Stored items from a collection

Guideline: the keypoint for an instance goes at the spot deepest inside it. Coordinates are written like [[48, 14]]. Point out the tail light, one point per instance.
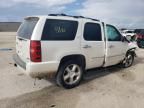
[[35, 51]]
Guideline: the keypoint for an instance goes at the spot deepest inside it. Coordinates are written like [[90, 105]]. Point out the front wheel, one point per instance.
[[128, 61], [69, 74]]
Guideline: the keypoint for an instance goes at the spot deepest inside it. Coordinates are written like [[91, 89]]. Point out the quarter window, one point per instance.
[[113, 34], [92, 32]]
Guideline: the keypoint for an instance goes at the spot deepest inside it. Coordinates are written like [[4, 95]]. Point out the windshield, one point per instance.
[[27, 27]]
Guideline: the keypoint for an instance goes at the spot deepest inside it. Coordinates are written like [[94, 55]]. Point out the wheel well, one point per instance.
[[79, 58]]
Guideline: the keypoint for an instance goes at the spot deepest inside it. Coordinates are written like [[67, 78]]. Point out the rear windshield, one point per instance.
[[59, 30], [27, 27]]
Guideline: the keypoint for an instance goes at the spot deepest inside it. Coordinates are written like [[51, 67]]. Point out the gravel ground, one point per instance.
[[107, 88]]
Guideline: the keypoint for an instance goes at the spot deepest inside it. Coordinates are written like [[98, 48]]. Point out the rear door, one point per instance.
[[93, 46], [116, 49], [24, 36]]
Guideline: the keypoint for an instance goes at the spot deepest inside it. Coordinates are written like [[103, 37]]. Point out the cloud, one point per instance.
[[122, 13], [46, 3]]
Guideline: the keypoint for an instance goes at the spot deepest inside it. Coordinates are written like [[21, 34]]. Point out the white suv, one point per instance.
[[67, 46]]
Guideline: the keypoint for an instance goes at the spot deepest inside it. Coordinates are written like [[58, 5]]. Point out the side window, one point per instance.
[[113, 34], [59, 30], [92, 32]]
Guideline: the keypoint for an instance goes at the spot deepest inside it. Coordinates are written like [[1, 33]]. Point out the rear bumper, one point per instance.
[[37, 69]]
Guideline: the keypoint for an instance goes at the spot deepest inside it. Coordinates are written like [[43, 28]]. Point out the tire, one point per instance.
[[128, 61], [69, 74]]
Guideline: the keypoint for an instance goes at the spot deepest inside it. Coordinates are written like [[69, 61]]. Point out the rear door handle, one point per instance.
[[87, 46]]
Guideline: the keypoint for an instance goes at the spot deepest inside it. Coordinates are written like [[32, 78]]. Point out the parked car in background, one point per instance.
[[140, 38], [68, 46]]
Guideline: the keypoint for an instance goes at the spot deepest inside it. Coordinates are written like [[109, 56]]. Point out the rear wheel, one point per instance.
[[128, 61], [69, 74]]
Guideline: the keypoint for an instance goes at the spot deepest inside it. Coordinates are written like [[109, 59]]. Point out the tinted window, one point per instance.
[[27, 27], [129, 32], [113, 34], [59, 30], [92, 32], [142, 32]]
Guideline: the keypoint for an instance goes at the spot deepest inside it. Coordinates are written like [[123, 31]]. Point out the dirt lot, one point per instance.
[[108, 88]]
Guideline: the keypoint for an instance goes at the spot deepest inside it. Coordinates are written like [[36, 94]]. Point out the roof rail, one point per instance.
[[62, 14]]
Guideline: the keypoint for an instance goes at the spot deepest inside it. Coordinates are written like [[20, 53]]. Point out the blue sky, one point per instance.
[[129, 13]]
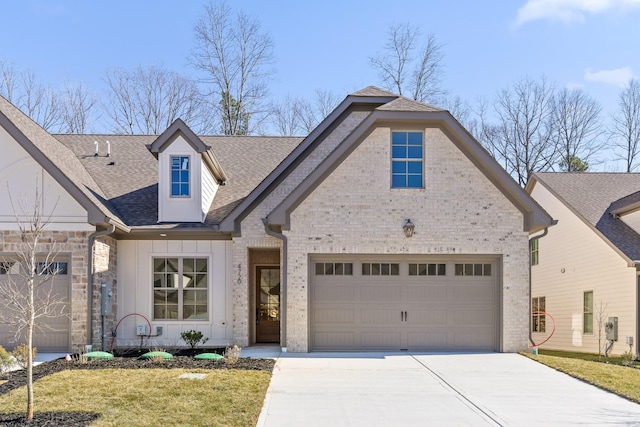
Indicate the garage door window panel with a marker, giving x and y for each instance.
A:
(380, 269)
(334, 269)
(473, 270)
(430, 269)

#### [What you should do]
Look above for the line that holds "Indicate the garage", then copy it and each line after it exactly, through the last line of the data.

#### [Solution to the exercise]
Indicate the garage door window panel with a marker, giving x and y for each instance.
A:
(380, 269)
(334, 269)
(473, 270)
(430, 269)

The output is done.